Problem statement:
Line by line, copy all of the data exactly.

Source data
-------

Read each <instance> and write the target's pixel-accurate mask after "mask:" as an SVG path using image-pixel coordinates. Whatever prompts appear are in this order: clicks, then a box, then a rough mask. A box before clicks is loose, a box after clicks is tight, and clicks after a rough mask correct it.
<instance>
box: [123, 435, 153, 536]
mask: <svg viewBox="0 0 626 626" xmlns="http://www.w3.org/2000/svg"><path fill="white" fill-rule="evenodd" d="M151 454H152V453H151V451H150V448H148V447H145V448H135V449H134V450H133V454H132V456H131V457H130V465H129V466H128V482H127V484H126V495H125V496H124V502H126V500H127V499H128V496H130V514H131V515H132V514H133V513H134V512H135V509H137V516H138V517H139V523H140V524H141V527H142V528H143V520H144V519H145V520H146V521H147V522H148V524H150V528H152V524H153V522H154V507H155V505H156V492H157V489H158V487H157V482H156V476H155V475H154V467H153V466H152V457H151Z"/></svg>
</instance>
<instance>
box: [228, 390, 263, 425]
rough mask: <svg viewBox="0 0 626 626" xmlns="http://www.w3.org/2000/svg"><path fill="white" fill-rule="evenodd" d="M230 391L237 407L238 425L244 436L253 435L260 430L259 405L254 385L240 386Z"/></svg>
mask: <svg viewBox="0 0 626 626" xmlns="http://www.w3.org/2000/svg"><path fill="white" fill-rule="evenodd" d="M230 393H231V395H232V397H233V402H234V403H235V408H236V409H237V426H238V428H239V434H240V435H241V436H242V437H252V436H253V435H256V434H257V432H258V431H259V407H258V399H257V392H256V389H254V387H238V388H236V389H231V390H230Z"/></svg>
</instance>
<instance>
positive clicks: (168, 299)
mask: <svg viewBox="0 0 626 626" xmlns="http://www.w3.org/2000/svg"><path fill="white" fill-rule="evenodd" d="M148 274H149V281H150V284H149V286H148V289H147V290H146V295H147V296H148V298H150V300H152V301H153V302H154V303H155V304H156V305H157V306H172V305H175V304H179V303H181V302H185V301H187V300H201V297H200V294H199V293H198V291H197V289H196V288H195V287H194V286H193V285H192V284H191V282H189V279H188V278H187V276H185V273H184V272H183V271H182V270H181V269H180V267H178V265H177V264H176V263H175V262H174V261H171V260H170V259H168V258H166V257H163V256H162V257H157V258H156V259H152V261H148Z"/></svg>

-------

Result of this exercise:
Read each <instance> and write the target's pixel-accurate mask after "mask:" as an SVG path using image-pixel coordinates. Whatever prompts appear are in this order: clicks, then a box, then a rough mask. A box before clicks is loose, a box after clicks is tight, and clicks after a rough mask correct it.
<instance>
box: [123, 435, 153, 536]
mask: <svg viewBox="0 0 626 626" xmlns="http://www.w3.org/2000/svg"><path fill="white" fill-rule="evenodd" d="M151 454H152V453H151V451H150V448H148V447H145V448H135V449H134V450H133V454H132V456H131V457H130V465H129V466H128V482H127V484H126V495H125V496H124V502H126V500H127V499H128V496H130V514H131V515H132V514H133V513H134V512H135V509H137V516H138V517H139V523H140V524H141V527H142V528H143V520H144V519H145V520H146V521H147V522H148V524H150V528H152V524H153V522H154V507H155V505H156V492H157V489H158V487H157V482H156V476H155V475H154V467H153V466H152V457H151Z"/></svg>
</instance>
<instance>
box: [228, 390, 263, 425]
rough mask: <svg viewBox="0 0 626 626" xmlns="http://www.w3.org/2000/svg"><path fill="white" fill-rule="evenodd" d="M230 391L237 407L238 425L244 436L253 435L260 430L259 405L254 385L240 386Z"/></svg>
mask: <svg viewBox="0 0 626 626" xmlns="http://www.w3.org/2000/svg"><path fill="white" fill-rule="evenodd" d="M230 393H231V395H232V397H233V402H234V403H235V408H236V409H237V426H238V428H239V434H240V435H241V436H242V437H252V436H253V435H256V434H257V432H258V431H259V407H258V399H257V392H256V389H254V387H238V388H236V389H231V390H230Z"/></svg>
</instance>
<instance>
positive clicks: (168, 299)
mask: <svg viewBox="0 0 626 626" xmlns="http://www.w3.org/2000/svg"><path fill="white" fill-rule="evenodd" d="M148 274H149V281H150V284H149V286H148V289H147V290H146V295H147V296H148V298H150V300H152V301H153V302H154V303H155V304H156V305H157V306H172V305H175V304H179V303H181V302H185V301H187V300H201V297H200V294H199V293H198V291H197V289H196V288H195V287H194V286H193V285H192V284H191V282H189V279H188V278H187V276H185V273H184V272H183V271H182V270H181V269H180V267H178V265H177V264H176V263H175V262H174V261H171V260H170V259H168V258H166V257H163V256H162V257H157V258H156V259H152V261H148Z"/></svg>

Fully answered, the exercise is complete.